═════ EXCERPTED PASSAGE ═════

Objectives: The Pediatric Emergency Ruler (PaedER) is a height-based drug dose recommendation tool that was reported to reduce life-threatening medication errors by 90%. The PaedER was introduced into the Cologne Emergency Medical Service (EMS) in 2008 along with educational measures, publications, and lectures for pediatric drug safety. We reviewed the impact of these continuously ongoing measures on medication errors after 10 years.
Methods: The PaedER was introduced and distributed to all 14 emergency ambulances and 2 helicopters staffed with emergency physicians in the city of Cologne in November 2008. Electronic records and medical protocols of the Cologne EMS over two 20-month periods from March 2007 to October 2008 and March 2018 to October 2019 data sets were retrieved. The administered doses of either intravenous, intraosseous, intranasal, or buccal fentanyl, midazolam, ketamine, or epinephrine were recorded. Primary outcome measure was the rate of severe drug dosing errors with a deviation from the recommended dose of greater than 300%.
Results: A total of 59 and 443 drug administrations were analyzed for 2007/08 and 2018/19, respectively. The overall rate of drug dosing errors decreased from 22.0% to 9.9% (P = 0.014; relative risk reduction, 55%). Four of 5 severe dosing errors for epinephrine were avoided (P < 0.021; relative risk reduction, 78%). Documentation of patient's weight increased from 3.2% in 2007/08 to 30.5% in 2018/19 (P < 0.001).
Conclusions: The distribution of the PaedER combined by educational measures significantly reduced the rates of life-threatening medication errors in a large EMS. Those results should motivate further initiatives on pediatric drug safety in prehospital emergency care.

═════ DATASET SECTION ═════

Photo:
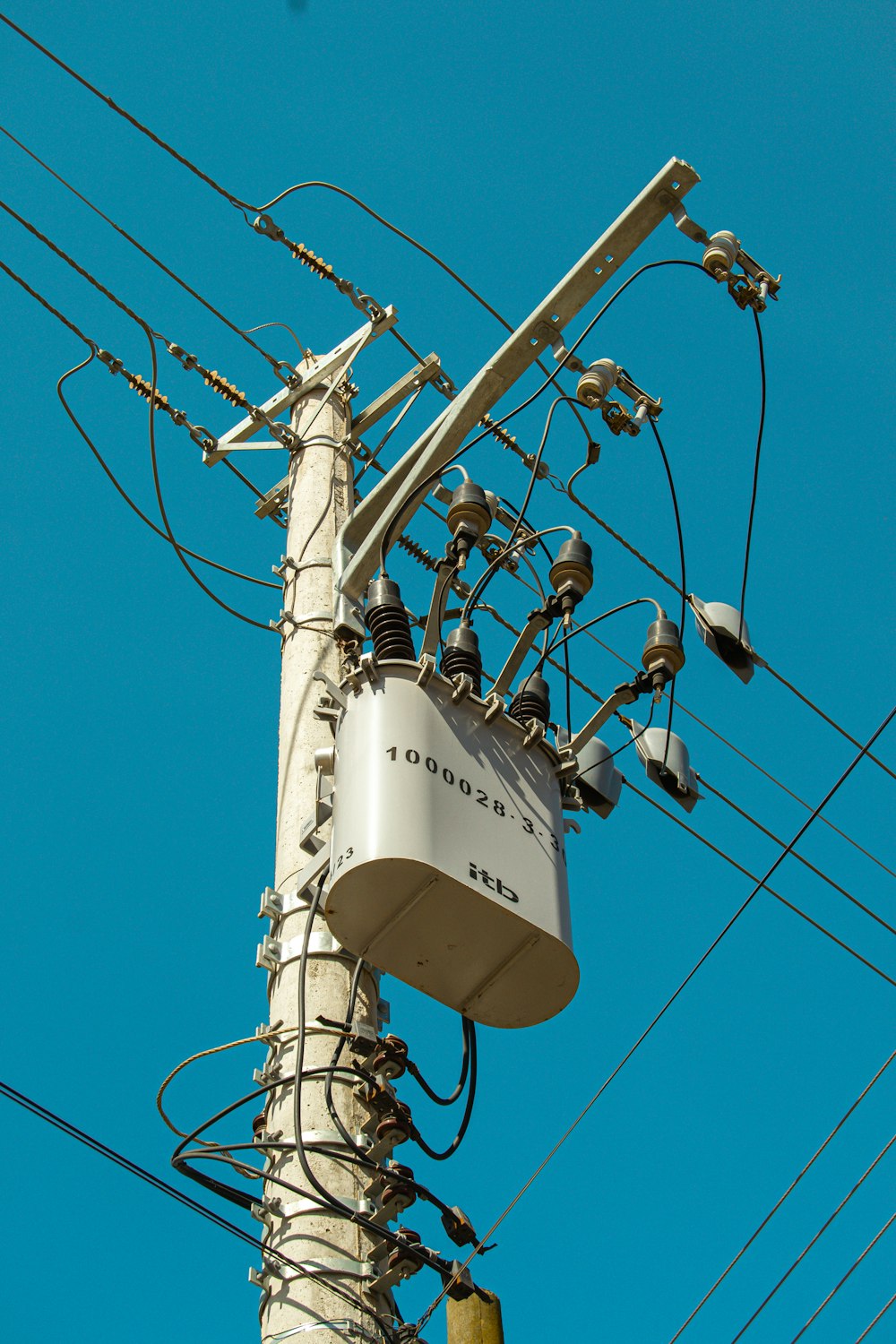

═════

• **WORK INSTRUCTIONS**
(A) According to the abstract on the Pediatric Emergency Ruler, how many emergency ambulances in Cologne received the PaedER in November 2008?
(B) Reproduce the abstract on the Pediatric Emergency Ruler from "Conclusions: The distribution" to "prehospital emergency care.".

• **RESPONSE LIST**
(A) All 14 emergency ambulances received it.

(B)
Conclusions: The distribution of the PaedER combined by educational measures significantly reduced the rates of life-threatening medication errors in a large EMS. Those results should motivate further initiatives on pediatric drug safety in prehospital emergency care.